SUPPLIED DATA:
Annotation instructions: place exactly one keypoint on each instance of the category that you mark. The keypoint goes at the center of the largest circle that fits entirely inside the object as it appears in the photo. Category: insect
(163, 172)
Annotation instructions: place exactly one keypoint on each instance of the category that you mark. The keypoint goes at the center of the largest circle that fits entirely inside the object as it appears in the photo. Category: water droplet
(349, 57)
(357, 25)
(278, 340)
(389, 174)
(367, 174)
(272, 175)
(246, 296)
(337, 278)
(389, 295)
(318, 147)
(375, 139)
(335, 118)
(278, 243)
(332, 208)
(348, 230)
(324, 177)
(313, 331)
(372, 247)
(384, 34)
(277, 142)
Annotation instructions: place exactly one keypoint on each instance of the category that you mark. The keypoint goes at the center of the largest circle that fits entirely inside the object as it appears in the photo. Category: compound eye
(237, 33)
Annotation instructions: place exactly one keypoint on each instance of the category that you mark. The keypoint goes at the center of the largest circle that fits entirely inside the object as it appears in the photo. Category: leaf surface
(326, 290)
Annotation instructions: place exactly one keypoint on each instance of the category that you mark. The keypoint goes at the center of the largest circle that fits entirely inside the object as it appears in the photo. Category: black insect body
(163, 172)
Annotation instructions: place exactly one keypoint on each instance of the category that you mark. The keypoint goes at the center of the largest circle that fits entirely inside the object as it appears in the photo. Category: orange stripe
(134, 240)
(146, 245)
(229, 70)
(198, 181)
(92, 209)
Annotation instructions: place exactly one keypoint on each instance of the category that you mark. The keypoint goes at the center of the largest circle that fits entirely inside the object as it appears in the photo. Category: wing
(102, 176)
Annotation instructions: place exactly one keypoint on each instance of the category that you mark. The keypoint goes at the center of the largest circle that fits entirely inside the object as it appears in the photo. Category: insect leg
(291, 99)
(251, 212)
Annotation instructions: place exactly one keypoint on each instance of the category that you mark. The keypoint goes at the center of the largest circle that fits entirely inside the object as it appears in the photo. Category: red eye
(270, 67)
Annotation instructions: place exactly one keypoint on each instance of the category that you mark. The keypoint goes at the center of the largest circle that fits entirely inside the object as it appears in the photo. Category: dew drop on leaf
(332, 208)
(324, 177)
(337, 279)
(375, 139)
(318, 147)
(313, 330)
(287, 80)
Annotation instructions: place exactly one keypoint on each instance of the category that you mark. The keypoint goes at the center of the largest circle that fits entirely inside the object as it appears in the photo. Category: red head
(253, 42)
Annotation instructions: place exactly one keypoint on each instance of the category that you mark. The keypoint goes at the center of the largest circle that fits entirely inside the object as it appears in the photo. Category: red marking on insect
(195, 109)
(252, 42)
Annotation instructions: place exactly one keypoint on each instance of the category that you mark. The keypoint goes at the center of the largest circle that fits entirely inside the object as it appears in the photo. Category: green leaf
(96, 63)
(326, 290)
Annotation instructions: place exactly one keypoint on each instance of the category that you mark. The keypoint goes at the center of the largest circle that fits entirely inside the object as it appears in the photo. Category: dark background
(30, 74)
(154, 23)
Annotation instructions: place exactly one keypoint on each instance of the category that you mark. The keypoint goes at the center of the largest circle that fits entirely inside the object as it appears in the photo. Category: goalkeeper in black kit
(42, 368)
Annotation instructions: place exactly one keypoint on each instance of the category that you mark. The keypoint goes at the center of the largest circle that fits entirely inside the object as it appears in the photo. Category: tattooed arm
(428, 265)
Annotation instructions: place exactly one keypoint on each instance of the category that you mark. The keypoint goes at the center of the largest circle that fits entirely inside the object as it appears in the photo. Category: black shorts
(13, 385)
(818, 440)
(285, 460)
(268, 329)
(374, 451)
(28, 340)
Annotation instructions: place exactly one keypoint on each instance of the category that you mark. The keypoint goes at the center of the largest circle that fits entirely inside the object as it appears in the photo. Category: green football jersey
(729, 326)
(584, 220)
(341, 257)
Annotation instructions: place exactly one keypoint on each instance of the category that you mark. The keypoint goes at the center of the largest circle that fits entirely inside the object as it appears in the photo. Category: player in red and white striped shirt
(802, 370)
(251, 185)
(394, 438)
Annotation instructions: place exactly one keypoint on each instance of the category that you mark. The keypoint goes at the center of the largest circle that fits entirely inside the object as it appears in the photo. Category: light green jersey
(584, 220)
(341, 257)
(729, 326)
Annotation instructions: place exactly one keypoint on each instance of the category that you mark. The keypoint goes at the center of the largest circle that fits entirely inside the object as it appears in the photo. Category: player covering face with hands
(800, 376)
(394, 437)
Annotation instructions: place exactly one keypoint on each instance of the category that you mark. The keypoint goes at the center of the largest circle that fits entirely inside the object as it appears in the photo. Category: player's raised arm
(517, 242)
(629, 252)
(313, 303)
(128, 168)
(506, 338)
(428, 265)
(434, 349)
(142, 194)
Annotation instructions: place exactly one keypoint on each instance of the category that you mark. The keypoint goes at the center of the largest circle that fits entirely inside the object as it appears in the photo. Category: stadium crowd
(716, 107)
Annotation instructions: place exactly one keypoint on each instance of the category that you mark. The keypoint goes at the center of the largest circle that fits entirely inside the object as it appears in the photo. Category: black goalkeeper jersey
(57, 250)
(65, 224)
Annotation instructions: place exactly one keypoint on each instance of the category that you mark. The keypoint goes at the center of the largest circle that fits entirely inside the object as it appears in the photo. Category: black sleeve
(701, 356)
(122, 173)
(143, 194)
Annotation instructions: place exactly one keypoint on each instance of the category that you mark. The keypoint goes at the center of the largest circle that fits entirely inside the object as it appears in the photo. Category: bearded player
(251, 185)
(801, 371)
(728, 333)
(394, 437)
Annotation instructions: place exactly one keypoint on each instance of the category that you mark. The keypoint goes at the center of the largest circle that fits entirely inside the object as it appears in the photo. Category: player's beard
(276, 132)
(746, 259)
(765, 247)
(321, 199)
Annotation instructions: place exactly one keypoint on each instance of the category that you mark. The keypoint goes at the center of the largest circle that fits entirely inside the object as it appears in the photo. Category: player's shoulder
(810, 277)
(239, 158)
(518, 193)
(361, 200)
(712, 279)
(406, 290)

PROBLEM DETAILS:
Return the whole of the data, character for character.

RESULT FOR THIS TASK:
Annotation instructions: place exactly one keypoint on each instance of the category that you mark. The keypoint goes at the center of the largest circle that fits entirely inside the object as it appears in the photo. Category: insect
(163, 172)
Annotation instructions: place exactly one keypoint on each instance of the category that you mark. The keypoint goes at the center of the largest circle that fits entirely inside the object as it appears in the photo. Category: water droplet
(349, 57)
(357, 25)
(278, 340)
(389, 174)
(367, 174)
(272, 175)
(246, 296)
(337, 278)
(389, 295)
(318, 147)
(375, 139)
(335, 118)
(278, 243)
(332, 208)
(348, 230)
(324, 177)
(313, 331)
(372, 247)
(384, 34)
(277, 142)
Annotation instructions: place exactly one keypoint on each instance of the category that you mark. The keypoint goes at the center of the largest circle that fits entirely inside the object as it appears in the photo. Category: compound eye
(237, 33)
Annotation instructions: place exactly one keypoint on each instance of the category that you mark. The keypoint goes at the center of the largest circle that fits entirely inside the object as it appears in the photo. Category: leaf surface
(326, 290)
Annotation instructions: place exactly one keypoint on each instance of the category that you mark. The keypoint goes at the center of the largest circle that fits entirely inside the object as it appears in the photo. Category: black insect body
(163, 172)
Annotation instructions: place exactly one keypoint on each instance of the category that you mark. The keypoint goes at the center of the largest circle that fits entirely inside the object as it appears in the photo. Category: orange stripe
(134, 240)
(146, 245)
(229, 70)
(198, 181)
(92, 209)
Annotation instructions: place exactly one keypoint on each instance of the category that you mark. The keypoint goes at the center of the largest circle that fits entirely inside the object as it appears in the photo. Category: wing
(102, 176)
Annotation instructions: place exactly one keypoint on each instance of the category that you mark. The keypoint goes at the center of the largest circle that fits entirely inside the object as it appears in the photo. Category: insect leg
(291, 99)
(251, 212)
Annotation instructions: place exactly one keypoint on each instance of the category that you mark. The keypoint goes at the center of the largest circle that fits entirely inside the object as it appears in the photo. Category: red eye
(270, 67)
Annotation instructions: place exactly one keypoint on each instance of the category that you mark. The keypoint goes at the center of the largest circle that fits entirely inside the object as it appears in the photo. Category: dew drop on leaf
(332, 208)
(324, 177)
(337, 279)
(375, 139)
(318, 147)
(313, 330)
(287, 80)
Annotation instructions: place exactly one keypoint on each instance of the category that you mark. The keypoint goes at the center of the largest circle that fits entirely inside the object as it appears in the photo. Category: red head
(253, 42)
Annotation instructions: place exactly one keypoint on each instance of the category that you mark. The keypoint goes at the center of the largest circle that fits entirely inside the object as it appears in the photo. Category: red marking on insect
(195, 109)
(252, 42)
Annotation instructions: place exactly one keypoint on each instance of the category that you mark. The keypoint goes at the center of the largest circle that fits entirely inside the object as it appears in the photo. Category: green leaf
(96, 63)
(326, 290)
Annotation instructions: place exactly one keypoint on each instance of the category that you mark. The keypoint goes at the center of the largest circle that fits entirely inside the object as it appears in the photo. Category: dark background
(30, 74)
(154, 23)
Annotation instructions: place exactly one keypoint on each instance of the category that you mark. The keypoint goes at the center of the largest circle that fits entirely inside the object as it appears in the photo. Category: goalkeeper in black kit
(42, 368)
Annotation instructions: place exactly one keypoint on each instance of the category that you mark. The keypoint goes at the center of the largest circle that fits entirely inside the object as it appears in the photo. Category: tattooed arm
(428, 265)
Annotation instructions: place exactly one keypoint on each instance of the category that you mark. The keypoint goes at the center of the largest circle that fits entirely inside the object as it appears in the photo. Category: black shorts
(13, 385)
(818, 440)
(285, 460)
(268, 329)
(374, 451)
(28, 340)
Annotation instructions: place exactly one keypoint on each instance of the category that you mark. The keypoint goes at the center of the largest circle that fits entirely inside the object as it appears in the photo. Category: green football jersey
(729, 326)
(584, 220)
(341, 257)
Annotation instructions: place exactly one keypoint on each instance of the category that you mark. The keypoint goes at the center of the largest circle that fits entirely inside the object as it appears in the photo. Category: player in red and white striped shirt
(802, 370)
(251, 185)
(394, 438)
Annotation instructions: place exactly one keypoint on each instance of the category that you mark. The keypoint goes at the center of the largest circle that fits entirely inside the object as it appears in the photo. Category: light green jersey
(584, 220)
(341, 257)
(729, 326)
Annotation instructions: place exactly one keypoint on each instance of the category that you mark. The keypoint goes at the center of the largest circle that fits entirely inside the object as it appears in the photo. Category: player covering face with hands
(800, 376)
(394, 437)
Annotation instructions: place exactly one keypoint on each instance of the category that you mark. The keypoint goes at the center of the largest circle that fits entirely inside the object as it appears in the photo. Category: player's raised arm
(517, 242)
(629, 252)
(313, 303)
(128, 168)
(506, 338)
(428, 265)
(434, 349)
(142, 194)
Annotation instructions: place exactly one keypoint on each instance of the category that you mark. The keypoint goes at the center of the largest circle that fits entirely inside the object as it appears in the photo. Category: stadium crowd
(716, 107)
Annotation instructions: place exactly one keypoint on each instance of the category that you mark. The keypoint goes at the center of the largest circle that fits entirely inside the object as it appears in the photo. Category: black goalkeeper jersey
(57, 250)
(65, 224)
Annotation instructions: place exactly one keypoint on each instance of the category that you mark. The keypoint goes at the center of the largest circle that fits entirely inside the object as it appears in the photo. Category: black sleeve
(701, 356)
(122, 173)
(143, 194)
Annotation instructions: place exactly one keypoint on each instance of the category that you mark. The keypoint goes at the center of the largest circle that fits entirely inside the object as it appears in the photo. Category: bearded player
(251, 185)
(801, 371)
(728, 333)
(394, 437)
Annotation instructions: place exactly one keypoint on each instance of the category that you mark. The keypoint goes at the center of the largest circle that fits entirely inside the object as it appears in the photo. Category: player's beard
(276, 132)
(746, 259)
(765, 247)
(321, 199)
Annotation instructions: place exactly one keypoint on each instance of the category that you mark. The keypoint goes at the center of the largest circle that fits entirely inside the object as it appears in the photo. Category: player's shoulder
(810, 277)
(239, 158)
(518, 193)
(361, 200)
(712, 279)
(406, 290)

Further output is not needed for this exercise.